▽

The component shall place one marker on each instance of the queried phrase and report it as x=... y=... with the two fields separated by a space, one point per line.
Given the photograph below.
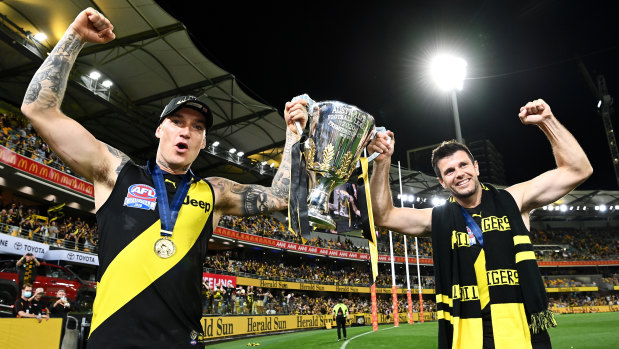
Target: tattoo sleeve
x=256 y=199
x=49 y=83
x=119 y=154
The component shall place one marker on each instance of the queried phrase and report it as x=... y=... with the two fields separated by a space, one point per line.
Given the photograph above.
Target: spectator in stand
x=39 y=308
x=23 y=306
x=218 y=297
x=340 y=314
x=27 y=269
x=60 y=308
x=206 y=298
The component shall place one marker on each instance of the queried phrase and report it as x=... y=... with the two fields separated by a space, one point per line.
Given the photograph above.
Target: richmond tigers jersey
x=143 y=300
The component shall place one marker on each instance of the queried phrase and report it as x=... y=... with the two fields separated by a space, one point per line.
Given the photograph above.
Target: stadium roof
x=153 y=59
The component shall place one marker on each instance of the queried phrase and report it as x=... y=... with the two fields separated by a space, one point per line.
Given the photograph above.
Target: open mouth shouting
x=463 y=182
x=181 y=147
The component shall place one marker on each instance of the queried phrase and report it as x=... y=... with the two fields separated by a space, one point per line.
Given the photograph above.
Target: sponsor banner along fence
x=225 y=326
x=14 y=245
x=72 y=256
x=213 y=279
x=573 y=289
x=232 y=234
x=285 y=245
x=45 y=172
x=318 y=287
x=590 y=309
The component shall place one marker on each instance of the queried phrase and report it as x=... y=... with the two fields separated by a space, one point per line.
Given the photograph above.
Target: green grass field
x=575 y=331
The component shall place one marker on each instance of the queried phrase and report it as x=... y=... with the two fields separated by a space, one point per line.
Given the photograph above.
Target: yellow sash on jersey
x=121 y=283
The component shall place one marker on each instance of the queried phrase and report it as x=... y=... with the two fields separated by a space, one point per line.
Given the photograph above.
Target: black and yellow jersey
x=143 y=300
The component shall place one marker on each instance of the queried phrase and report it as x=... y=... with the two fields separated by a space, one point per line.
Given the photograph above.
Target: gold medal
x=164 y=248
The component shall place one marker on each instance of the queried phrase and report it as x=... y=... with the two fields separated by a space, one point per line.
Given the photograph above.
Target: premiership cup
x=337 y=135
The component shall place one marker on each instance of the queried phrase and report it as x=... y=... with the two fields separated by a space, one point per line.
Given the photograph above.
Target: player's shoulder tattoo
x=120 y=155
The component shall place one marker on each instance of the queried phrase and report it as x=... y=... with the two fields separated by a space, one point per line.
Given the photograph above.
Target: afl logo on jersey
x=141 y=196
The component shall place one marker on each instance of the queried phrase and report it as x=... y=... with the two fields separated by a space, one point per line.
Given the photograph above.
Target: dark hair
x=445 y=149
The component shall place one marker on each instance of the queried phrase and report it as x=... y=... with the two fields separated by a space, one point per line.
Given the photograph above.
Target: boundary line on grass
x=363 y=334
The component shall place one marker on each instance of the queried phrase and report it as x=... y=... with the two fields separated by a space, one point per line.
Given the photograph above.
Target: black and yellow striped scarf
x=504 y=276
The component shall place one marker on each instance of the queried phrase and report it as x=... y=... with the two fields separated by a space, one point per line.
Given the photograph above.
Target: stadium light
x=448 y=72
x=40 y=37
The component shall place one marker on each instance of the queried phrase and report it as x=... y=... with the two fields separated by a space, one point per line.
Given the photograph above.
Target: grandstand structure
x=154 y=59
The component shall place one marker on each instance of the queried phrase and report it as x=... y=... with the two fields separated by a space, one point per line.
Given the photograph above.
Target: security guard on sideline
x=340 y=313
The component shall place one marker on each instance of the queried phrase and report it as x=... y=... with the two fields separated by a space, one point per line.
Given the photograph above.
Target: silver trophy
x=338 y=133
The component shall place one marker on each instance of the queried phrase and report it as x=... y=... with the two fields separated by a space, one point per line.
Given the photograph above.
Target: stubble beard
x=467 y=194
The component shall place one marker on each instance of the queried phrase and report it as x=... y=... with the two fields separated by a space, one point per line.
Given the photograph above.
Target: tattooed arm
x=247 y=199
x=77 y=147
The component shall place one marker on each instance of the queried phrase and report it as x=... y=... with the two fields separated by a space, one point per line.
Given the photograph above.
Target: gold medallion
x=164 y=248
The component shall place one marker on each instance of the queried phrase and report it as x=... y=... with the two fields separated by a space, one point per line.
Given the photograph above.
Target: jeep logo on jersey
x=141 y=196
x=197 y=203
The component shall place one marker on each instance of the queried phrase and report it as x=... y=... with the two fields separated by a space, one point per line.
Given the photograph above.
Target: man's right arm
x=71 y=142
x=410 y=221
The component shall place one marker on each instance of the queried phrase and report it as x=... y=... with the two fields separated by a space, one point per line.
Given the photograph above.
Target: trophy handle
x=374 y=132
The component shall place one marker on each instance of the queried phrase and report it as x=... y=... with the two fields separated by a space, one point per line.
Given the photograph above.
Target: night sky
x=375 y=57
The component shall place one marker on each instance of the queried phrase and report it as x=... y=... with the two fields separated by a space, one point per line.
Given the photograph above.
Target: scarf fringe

△

> Set exercise
Rename "Target" to "Query" throughout the entries above and write them all out again with nothing else changed. Omit the pictures.

> Complete response
The component shall place one marker on each instance of the queried phrase and report it as x=... y=... with the two fields separated by a space, one point per line.
Given the photograph below.
Query: tattoo sleeve
x=256 y=199
x=49 y=83
x=119 y=154
The component shall place one marker on each instance of the queried phrase and report it as x=... y=... with the two fields separated by a space, one point per line.
Given the photograph above.
Query: spectator in stand
x=39 y=308
x=23 y=306
x=218 y=297
x=340 y=314
x=27 y=269
x=60 y=308
x=206 y=298
The component shall place one marker on each instance of the queried phrase and report it as x=... y=... with the two fields separated by a space, one point per line.
Given the photograph above.
Query: richmond tigers jersey
x=143 y=300
The component shall place one marker on each instance of the queried phrase and report it as x=... y=... with the two fields separated by a space, one point per line.
Given the photograph above.
Query: stadium roof
x=153 y=59
The component shall place one marker on each instance of the queried phrase and report it as x=... y=... with the two fields separated by a space, one point per line.
Given the photograph above.
Query: open mouth shouting
x=463 y=182
x=181 y=147
The component shall place one marker on each instance of the queried phrase and report it as x=... y=... with the two fields separated by a space, one point per line.
Given the photograph above.
Query: sponsor banner along fence
x=225 y=326
x=14 y=245
x=72 y=256
x=213 y=279
x=573 y=289
x=232 y=234
x=285 y=245
x=45 y=172
x=318 y=287
x=590 y=309
The component shall place one marker on each instance of the queried phrase and report it as x=... y=... with the two fields separated by a space, one point per line.
Given the photograph above.
Query: green grass field
x=575 y=331
The component shall place one marker on each instance of the queried phrase and report it as x=... y=... with the two fields separated by a space, one point per line.
Given the photograph above.
Query: yellow sash on jersey
x=121 y=283
The component shall place one marker on each instance of the queried phrase and report it as x=... y=... with the two fields separated by a space, one point per line.
Given the photograph above.
Query: black and yellow jersey
x=143 y=300
The component shall place one marker on each instance of the queried phrase and report it as x=... y=... with the two fields separated by a space, one point per line.
Given the photograph above.
Query: gold medal
x=164 y=248
The component shall place one marker on each instance of the queried phrase and report it as x=... y=... with the two fields separated by a space, one point per line.
Given the photograph above.
Query: premiership cup
x=337 y=135
The component shall place one marker on each instance of the queried phrase and report it as x=... y=... with the two fields separated by a space, one point per line.
Given the photograph above.
Query: player's shoulder tattoo
x=120 y=155
The component shall place one marker on each instance of the queried phrase and report it as x=... y=... with the two fields separated by a space, one point per line.
Given the photograph above.
Query: afl logo on jersey
x=141 y=196
The component shall place one marker on each instance of the queried phrase and report it as x=... y=... with the two fields separated by a space, one point per line.
Given the photograph above.
Query: dark hair
x=445 y=149
The component shall place one marker on each instance of the queried phrase and report it as x=... y=... with the two fields separated by a space, one point per line.
Given the photograph above.
Query: boundary line on grass
x=363 y=334
The component shall place one marker on each instance of the queried phrase and report it as x=... y=... with the two fields separated by a space, one point per line.
Given the photograph above.
Query: black and yellow striped scarf
x=504 y=276
The component shall place one marker on each instance of the queried phrase and report it as x=... y=... with the two fields separated by a space, one point per line.
Given the photograph above.
Query: stadium light
x=448 y=72
x=40 y=37
The component shall place one marker on each instance of the queried phrase and report it as x=... y=... with the two fields separated by a space, one point per line.
Given the photograph above.
Query: grandstand structure
x=154 y=59
The component shall place one marker on each instance of the queried phrase and report it as x=... y=... with the two fields separated by a space, one point per line.
Given the photograph above.
Query: security guard on sideline
x=340 y=313
The component shall place one marker on each instance of the queried phrase and report it as x=... y=... with the two fields separated by a space, one point per line.
Given the photograph above.
Query: silver trophy
x=338 y=133
The component shall place one marker on each instance of the queried phrase and report it as x=... y=... with the two fields separated by a space, one point per line.
Given the photograph above.
Query: stubble beard
x=467 y=194
The component shall place one marker on each instance of the queried phrase and report it as x=... y=... with the two fields separated by a space, one point per line.
Given the photograph above.
Query: tattooed arm
x=247 y=199
x=77 y=147
The component shall place one marker on each instance of the queried phrase and report it as x=... y=... with the two fields separated by a space, one point per line.
Given the photograph above.
Query: gold medallion
x=164 y=248
The component shall place one marker on each instance of the queried phrase and report it as x=... y=... with the two fields separated by a space, one point per line.
Given the photograph above.
Query: jeep logo on jersey
x=141 y=196
x=197 y=203
The component shall place one marker on each instance of the queried phrase and report it as x=... y=... with the two fields separated by a space, one point per line.
Given the photograph above.
Query: man's right arm
x=71 y=142
x=410 y=221
The component shall place one marker on each instance of the queried phrase and report it as x=... y=... with the two fields separated by a space, one point per line.
Given the photograph above.
Query: trophy handle
x=374 y=132
The component shall place one marker on each instance of the queried phrase and report it as x=... y=... with the two fields separated by a space, one point per line.
Given the photograph above.
Query: night sky
x=375 y=57
The component shall place one marker on each instance of the queried phrase and report it as x=... y=... with the two fields separated by a space, one point per line.
Given the photograph above.
Query: scarf fringe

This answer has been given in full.